Work to be completed:
With nothing left out, give the data back exactly.

Task inputs:
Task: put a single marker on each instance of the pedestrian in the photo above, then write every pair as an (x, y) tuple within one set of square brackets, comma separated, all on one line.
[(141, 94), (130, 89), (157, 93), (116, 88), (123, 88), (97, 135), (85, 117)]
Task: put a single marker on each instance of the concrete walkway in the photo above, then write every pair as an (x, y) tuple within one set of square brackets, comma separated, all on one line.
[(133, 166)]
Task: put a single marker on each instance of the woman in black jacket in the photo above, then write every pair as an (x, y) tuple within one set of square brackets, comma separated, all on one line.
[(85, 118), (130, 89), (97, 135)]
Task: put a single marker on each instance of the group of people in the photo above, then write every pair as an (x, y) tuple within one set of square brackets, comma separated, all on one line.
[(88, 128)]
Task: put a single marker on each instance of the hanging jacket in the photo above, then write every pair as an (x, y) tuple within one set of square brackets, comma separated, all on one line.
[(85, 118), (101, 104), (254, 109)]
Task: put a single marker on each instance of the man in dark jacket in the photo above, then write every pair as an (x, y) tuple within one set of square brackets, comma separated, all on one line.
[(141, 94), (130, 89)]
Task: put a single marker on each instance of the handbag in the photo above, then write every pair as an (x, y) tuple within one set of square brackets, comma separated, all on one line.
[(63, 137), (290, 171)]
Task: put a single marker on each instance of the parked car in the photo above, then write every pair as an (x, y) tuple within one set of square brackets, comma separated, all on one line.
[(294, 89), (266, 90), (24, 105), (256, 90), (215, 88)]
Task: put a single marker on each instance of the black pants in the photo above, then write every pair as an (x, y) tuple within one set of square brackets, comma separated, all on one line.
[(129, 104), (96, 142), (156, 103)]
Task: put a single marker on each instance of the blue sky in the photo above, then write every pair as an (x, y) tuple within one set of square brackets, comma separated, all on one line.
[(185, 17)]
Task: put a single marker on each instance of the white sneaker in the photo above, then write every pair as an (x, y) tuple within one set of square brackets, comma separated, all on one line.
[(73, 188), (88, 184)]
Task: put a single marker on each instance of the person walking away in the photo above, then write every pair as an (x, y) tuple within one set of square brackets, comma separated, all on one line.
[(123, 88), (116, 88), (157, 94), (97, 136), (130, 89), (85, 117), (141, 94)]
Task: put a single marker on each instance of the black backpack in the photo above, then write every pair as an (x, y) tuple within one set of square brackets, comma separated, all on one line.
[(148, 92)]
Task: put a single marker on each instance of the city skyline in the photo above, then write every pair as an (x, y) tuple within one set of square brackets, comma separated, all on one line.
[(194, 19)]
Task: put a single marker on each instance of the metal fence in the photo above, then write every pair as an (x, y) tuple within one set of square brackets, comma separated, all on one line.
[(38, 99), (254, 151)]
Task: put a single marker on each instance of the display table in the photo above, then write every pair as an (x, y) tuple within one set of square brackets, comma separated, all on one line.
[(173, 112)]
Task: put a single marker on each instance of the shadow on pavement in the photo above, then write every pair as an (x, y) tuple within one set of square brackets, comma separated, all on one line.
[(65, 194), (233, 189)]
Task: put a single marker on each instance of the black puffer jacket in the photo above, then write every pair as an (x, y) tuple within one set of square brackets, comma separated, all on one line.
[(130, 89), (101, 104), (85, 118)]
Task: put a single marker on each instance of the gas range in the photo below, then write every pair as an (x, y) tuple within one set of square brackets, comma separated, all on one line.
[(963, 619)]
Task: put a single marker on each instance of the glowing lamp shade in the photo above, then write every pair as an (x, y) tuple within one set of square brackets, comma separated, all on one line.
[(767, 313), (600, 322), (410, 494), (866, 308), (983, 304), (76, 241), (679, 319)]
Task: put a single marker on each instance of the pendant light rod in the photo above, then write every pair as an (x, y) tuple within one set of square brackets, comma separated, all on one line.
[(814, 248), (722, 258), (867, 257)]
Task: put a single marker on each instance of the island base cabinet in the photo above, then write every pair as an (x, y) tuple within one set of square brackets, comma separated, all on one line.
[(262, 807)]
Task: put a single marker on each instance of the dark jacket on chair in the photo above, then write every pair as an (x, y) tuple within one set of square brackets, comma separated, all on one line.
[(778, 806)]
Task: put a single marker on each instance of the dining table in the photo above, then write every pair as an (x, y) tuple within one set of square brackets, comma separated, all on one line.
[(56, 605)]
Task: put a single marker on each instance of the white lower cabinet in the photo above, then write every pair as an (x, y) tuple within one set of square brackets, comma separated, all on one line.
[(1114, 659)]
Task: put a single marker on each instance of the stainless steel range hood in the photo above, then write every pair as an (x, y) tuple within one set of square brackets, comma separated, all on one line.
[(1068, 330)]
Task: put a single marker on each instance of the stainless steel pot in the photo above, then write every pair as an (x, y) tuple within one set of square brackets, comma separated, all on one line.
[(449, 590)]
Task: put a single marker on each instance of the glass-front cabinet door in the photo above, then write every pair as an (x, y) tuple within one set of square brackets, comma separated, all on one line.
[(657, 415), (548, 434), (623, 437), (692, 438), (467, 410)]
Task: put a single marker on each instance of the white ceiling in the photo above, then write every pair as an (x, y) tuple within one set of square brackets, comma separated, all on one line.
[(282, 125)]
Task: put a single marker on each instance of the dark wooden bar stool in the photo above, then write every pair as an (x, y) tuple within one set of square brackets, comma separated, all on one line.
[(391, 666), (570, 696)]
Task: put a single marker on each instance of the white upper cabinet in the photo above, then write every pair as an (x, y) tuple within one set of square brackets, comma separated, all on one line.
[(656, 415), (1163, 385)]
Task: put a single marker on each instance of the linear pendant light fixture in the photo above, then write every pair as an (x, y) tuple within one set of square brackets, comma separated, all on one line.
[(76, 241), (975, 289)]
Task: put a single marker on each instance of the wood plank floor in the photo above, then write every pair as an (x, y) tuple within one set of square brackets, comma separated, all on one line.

Response area:
Task: put a single marker on each instance of the pedestrian in the photo above, then write every pair as an (x, y) tuple within one set of square brackets, comma separated, all on one line.
[(141, 94), (130, 89), (157, 93), (116, 88), (123, 88), (97, 135), (85, 117)]
Task: put a single marker on each instance of the concrete walkway in the photo above, then write every pair as an (x, y) tuple within one set of square brackets, comma separated, all on one line.
[(133, 166)]
Task: put a single marker on each instance of the woman in black jacket in the photo above, then write every pair as an (x, y) tuple within one set of square brackets, comma separated, all on one line.
[(85, 118), (130, 89), (97, 135)]
Task: put a single marker on each instance of the group of people in the photo above, then write every pair as an (x, y) tuple within one set of square brackets, comma separated, all on one line.
[(88, 128)]
Task: put a single marker on each instance of the hanging jacket in the photo above, then write every pair as an (x, y) tuple within one set of square brackets, comma separated, all on one line.
[(85, 118), (101, 104), (254, 109)]
Task: put a single marker on each instance of the man in dark jacket in the photo above, then write every pair as an (x, y) tuple within one set of square brackets, comma separated, all on one line.
[(141, 94), (130, 89)]
Task: put a single marker on each instance of the handbag in the photo above, then write every pair as an (x, y) tuple within one set of square brackets, comma separated, all on one line.
[(63, 137), (290, 171)]
Task: put a single marker on each instance of the parked car in the photo above, then write every pair as an (x, y) tuple within one set of square brackets, comma separated, all on one line.
[(294, 89), (266, 90), (24, 105), (256, 90), (215, 88)]
Task: put a single marker on each instance of the black pants in the photo above, then write every pair as an (x, y) tuple within one set of square brackets, comma separated, all on one line.
[(129, 104), (96, 142), (156, 103)]
Task: put a single marker on each instance of the blue sky in the photo above, then write every pair as an (x, y) tuple within one set of square brackets, comma separated, all on one line.
[(185, 17)]
Task: put a single marker on each instance of the white sneaker in the photo above, then write every pair as an (x, y) tuple within one set of square brackets, comma separated, all on one line.
[(73, 188), (88, 184)]
Task: put a single marker on each instance of the person walking away in the photo above, then write every pair as an (x, y) tuple within one set of square brackets, comma separated, all on one line.
[(123, 88), (116, 88), (157, 94), (97, 136), (130, 89), (85, 117), (141, 94)]
Task: put a single marker on each instance of the black backpack in the photo above, then write every pair as an (x, y) tuple within one set of square brackets, comma separated, all on one line.
[(148, 92)]
Task: put a single marker on each instance of the city skyline in the photo above, then write every pair as an (x, y) tuple within one set of square brackets, comma separated, all on one line.
[(194, 19)]
Task: put a single marker on each instance of the metal fence in the photo above, then write every pair as an (x, y) tuple within one set of square brackets, comma separated, all on one line.
[(38, 99), (254, 151)]
Task: put a single marker on each instance of the display table in the photo above, then write every pair as an (x, y) tuple within one set of square brackets, comma separated, all on one line.
[(173, 112)]
Task: put a single marker on each instance of the shadow on pavement in the photo above, then write every pair as an (x, y) tuple within one set of square brackets, comma separated, all on one line.
[(65, 194), (233, 189)]
Task: put a single marker on each instance of the black puffer jacket in the photo above, then write every pair as an (x, y) tuple within one set of square brackets, comma separated, all on one line.
[(130, 89), (101, 104), (85, 118)]
Task: put a single marker on each instance of the gas range in the photo below, then write every pair as an (x, y) tuple within one set of square brackets, comma separated, all on one line.
[(963, 619)]
Task: put a single marker on each instance of the glowing lamp shade in the photo above, then write every pair as an (x, y) tuple within one set of square brackets, comma separated, all on one line.
[(767, 313), (600, 322), (410, 494), (866, 308), (983, 304), (76, 241), (679, 319)]
Task: put a single marker on each instance of the pendant light rod in the photo above, then write every pair as an (x, y) tuple within one set of square brackets, comma separated, all on one line.
[(814, 248), (722, 258), (867, 257)]
Task: put a single marker on each instance of the island base cabinet in the photo above, then write every pair as an (x, y) tuple within one set of square brackets, comma separated, all on one line.
[(262, 807)]
Task: put a single marker on each instance of the dark jacket on chair in the photo above, then write every pair as an (x, y) tuple within one set of square brackets, comma separated, all on one line.
[(778, 806)]
Task: put a single marker on each instance of the dining table in the photo above, then write every pair as an (x, y) tuple within one set of square brackets, comma separated, all on one line.
[(56, 605)]
Task: put a single marker on each instance of the white lower cabinet in the photo above, then write every pair as an (x, y) tuple within one set of square brackets, comma separated, all on one line.
[(1114, 659)]
Task: put a single marker on each instance of the stainless steel range hood in the photo above, then write every pair as an (x, y) tuple within one set of square brackets, comma separated, all on one line.
[(1068, 330)]
Task: put a single marker on each instance of the stainless steel pot in the photo above, then write every pair as an (x, y) tuple within one set of square brackets, comma separated, all on one line.
[(449, 590)]
Task: put a single marker on each instance of the glass-front cabinet door in the photo above, then write every pair as an (x, y) tuple within one set of square brackets, comma separated, all on one line.
[(657, 415), (548, 434), (623, 437), (692, 438), (467, 410)]
Task: put a single marker on each instance of the white ceiling in the photo above, then write every pair as an (x, y) tuple within one set of square brackets, comma separated, all on one line.
[(282, 125)]
Task: put a single marker on each instance of the dark wooden bar stool in the photo above, then write every pair as an (x, y) tuple within one set of square brackets, comma separated, all on one line.
[(391, 666), (570, 696)]
Task: put a single marker on each instance of the white upper cabinet in the photo above, then write every pair as an (x, y) tuple within one set of square brackets, comma separated, all on one line.
[(656, 415), (1163, 385)]
Task: put a single marker on each instance of the linear pendant light fixture in the photo above, then write every pair as an (x, y) tuple within one set of square brackets, comma separated, all on one line.
[(76, 241), (975, 289)]
Task: put a single marker on each instance of the wood plank floor in the photo above, then write every pair as an (x, y) tuple within one set of square brackets, comma separated, all on one line.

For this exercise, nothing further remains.